BEGIN EXCERPT

YOUNG OR OLD, LIFE OFFERS NO GUARANTEES.
I was skating on the sideway across the street when a woman stopped me. She was a pretty woman but her face looked serious and, for a few minutes, I was afraid I’d done something wrong.
She asked if I could go to her house and meet Johnny, her little boy. She told me her family had recently moved to Pine Bluff because their tiny community didn’t have any doctors. I couldn’t think of any reason not to meet her son and besides, her house was directly across the street from my house.
Walking beside her, I listen as she talked about Johnny not being able to skate or go to school because he had a crippling disease. The soft-spoken woman seemed tearful when she mentioned Johnny had recently been in the hospital for his second operation. Because her son was new to the neighborhood…he didn’t have friends or anyone to play with. She thanked me for wanting to meet her son.
When we went inside the house, a handsome young boy was sitting in bed, dressed in his pajamas, and playing with a set of metal soldiers. Yes, Johnny was handsome except for the patch he wore on his right eye. He told me he was seven years old which meant he was one year older than me. At first, Johnny seemed shy, but as soon as I began asking questions about “the battle” being fought on the large wooden board in front of him and wondering why “the enemy” soldiers appeared to be winning…. Johnny and I became instant friends. Before I left his house that day, I promised to visit him the next afternoon, after school.
Over quite-a-few weeks, I read stories to Johnny and also shared my new writing skills. Sometimes, I took my small blackboard and chalk to Johnny’s house so I could teach Johnny to read and write…even draw.
That’s when Johnny told me that doctors had removed his right eye because it was “dying.” When he lifted the patch to show me the empty space where his eye had been, I was horrified…and quickly changed the subject.
Johnny’s unnamed disease kept him from enjoying normal activities…like playing outside, going to school, or attending church. After someone gave him a small radio and a complete set of metal soldiers…World War II became his world.
The year was 1944 and World War II was on everyone’s mind. Newspapers wrote of nothing else and WWII updates were all one could listen to on the radio. Just like Johnny, I had a great fascination with WWII so we had plenty to talk about. And, sing about!

END EXCERPT
BEGIN RECORDS PROVIDED

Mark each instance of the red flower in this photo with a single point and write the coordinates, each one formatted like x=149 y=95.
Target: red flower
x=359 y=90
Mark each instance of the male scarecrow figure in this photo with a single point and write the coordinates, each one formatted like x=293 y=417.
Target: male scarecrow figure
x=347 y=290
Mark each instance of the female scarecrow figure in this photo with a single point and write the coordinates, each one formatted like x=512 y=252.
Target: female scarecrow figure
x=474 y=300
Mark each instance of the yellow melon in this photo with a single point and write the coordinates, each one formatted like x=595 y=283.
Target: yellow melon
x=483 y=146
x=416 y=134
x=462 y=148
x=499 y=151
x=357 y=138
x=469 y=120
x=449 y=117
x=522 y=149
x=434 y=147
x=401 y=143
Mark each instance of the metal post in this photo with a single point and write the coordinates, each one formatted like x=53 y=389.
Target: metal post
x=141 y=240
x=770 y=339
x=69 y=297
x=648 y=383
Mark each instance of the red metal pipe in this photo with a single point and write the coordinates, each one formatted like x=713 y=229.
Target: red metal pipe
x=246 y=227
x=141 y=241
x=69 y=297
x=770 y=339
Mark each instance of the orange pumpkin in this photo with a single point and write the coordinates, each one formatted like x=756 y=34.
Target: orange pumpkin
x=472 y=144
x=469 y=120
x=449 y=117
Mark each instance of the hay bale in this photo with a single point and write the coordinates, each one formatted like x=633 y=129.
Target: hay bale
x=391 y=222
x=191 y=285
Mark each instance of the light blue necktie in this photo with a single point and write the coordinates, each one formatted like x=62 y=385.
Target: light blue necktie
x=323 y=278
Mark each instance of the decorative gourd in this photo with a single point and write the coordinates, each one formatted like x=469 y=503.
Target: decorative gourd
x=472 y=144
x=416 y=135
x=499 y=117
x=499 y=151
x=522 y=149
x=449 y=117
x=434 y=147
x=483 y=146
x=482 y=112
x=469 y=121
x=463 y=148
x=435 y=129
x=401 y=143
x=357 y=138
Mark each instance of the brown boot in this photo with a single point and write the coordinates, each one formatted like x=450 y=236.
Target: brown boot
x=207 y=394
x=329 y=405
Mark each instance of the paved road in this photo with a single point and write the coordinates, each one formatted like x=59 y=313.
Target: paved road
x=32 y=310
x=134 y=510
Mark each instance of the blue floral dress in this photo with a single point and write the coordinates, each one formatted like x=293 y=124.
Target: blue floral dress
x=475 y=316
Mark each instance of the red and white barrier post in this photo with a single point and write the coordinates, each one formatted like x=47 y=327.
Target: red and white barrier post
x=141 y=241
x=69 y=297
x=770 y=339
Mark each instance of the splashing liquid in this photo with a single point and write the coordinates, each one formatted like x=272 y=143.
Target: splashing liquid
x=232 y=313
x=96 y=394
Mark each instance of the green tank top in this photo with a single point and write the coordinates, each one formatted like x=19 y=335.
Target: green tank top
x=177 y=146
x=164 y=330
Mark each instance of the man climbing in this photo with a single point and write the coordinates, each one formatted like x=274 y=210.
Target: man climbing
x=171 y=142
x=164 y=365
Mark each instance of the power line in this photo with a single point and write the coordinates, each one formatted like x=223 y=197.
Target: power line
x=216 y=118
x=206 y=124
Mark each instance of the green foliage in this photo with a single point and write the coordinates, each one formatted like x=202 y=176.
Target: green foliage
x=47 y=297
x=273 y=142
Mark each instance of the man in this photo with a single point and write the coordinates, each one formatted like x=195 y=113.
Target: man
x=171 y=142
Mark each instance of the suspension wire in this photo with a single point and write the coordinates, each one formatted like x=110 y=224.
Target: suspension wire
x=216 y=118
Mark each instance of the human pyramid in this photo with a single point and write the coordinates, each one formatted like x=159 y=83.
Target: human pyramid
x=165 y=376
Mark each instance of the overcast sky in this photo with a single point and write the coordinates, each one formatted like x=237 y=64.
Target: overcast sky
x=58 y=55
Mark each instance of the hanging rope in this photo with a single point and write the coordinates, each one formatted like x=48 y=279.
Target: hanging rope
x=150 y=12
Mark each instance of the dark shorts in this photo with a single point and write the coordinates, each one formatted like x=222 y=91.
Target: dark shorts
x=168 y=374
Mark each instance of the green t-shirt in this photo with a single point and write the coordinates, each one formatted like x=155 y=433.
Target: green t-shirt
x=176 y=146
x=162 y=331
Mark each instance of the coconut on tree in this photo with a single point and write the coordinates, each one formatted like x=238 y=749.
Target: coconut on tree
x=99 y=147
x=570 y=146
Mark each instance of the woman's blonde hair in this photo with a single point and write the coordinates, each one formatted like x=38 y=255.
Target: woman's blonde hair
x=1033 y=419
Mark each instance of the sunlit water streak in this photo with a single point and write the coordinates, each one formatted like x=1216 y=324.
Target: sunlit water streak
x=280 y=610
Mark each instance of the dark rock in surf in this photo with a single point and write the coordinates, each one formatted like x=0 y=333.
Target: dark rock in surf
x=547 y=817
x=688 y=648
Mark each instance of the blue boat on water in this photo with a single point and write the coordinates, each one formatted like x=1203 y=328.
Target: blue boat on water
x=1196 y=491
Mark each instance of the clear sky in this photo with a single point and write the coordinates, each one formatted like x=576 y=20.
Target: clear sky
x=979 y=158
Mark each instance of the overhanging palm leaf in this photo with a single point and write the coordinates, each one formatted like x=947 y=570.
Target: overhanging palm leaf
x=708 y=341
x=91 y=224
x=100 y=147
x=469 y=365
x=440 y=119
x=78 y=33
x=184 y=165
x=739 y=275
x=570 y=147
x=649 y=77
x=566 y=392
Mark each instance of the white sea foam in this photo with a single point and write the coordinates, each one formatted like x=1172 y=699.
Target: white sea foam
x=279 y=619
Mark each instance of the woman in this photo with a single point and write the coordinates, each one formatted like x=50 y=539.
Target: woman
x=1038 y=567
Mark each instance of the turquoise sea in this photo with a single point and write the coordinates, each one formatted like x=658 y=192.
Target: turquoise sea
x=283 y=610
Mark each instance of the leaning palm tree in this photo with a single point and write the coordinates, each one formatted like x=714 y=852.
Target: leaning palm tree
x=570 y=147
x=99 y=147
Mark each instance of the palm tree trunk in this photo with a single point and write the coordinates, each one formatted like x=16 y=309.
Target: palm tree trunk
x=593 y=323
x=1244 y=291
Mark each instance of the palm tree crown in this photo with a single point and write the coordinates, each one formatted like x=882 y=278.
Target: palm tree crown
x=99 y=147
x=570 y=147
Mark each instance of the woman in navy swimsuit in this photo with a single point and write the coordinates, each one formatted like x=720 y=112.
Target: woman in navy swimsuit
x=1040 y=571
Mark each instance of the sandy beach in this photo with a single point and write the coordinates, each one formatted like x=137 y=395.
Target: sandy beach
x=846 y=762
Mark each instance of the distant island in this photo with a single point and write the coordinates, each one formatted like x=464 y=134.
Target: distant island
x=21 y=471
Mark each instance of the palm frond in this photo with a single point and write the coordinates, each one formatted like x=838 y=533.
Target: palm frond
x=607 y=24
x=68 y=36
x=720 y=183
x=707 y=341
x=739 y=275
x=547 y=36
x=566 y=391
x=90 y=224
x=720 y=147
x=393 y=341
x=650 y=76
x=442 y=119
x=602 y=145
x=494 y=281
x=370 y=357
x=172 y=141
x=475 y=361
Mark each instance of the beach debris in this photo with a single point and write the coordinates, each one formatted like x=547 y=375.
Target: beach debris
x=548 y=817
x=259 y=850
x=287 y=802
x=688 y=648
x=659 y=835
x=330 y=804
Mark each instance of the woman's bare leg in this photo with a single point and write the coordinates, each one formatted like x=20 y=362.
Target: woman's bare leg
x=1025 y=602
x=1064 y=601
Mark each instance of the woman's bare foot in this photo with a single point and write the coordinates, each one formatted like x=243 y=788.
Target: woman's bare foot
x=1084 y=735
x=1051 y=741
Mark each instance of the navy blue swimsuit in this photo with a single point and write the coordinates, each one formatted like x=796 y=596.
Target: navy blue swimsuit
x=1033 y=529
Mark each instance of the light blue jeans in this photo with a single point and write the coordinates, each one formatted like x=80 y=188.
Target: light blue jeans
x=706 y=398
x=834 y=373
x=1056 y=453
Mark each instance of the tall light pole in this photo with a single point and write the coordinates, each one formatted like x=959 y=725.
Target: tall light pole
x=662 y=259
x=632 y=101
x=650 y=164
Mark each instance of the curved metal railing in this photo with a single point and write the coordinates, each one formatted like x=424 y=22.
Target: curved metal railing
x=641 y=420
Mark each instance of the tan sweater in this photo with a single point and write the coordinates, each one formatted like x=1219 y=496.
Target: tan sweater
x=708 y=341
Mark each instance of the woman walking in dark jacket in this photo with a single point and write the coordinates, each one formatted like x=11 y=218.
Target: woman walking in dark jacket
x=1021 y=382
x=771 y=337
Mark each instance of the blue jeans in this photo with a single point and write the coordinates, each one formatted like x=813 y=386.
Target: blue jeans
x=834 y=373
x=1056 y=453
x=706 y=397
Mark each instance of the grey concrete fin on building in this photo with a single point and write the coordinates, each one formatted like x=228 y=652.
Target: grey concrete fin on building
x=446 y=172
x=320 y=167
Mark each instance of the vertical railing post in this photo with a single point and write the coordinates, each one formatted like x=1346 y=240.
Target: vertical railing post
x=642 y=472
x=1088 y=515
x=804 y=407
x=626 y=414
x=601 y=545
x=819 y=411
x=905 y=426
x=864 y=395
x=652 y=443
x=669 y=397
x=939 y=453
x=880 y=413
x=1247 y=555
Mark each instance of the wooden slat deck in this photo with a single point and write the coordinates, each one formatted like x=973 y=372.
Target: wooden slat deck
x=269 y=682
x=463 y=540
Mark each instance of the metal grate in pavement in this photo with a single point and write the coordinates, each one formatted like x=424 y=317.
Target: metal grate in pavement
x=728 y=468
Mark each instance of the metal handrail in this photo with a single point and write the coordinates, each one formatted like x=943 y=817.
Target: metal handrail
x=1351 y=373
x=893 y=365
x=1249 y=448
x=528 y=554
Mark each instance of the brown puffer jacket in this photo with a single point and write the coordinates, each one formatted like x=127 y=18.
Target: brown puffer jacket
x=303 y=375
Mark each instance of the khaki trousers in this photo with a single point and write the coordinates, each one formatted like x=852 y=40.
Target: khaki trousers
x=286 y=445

END RECORDS PROVIDED

**YOUR INSTRUCTIONS:** Summarize the account of Johnny in two sentences.

**SOLUTION:** A woman whose family had recently moved to Pine Bluff asked the six-year-old narrator to meet her son Johnny, a seven-year-old whose crippling disease kept him from skating or going to school. The two became instant friends over his metal soldiers, and during 1944 the narrator read to Johnny, taught him to read, write, and draw, and shared his fascination with World War II.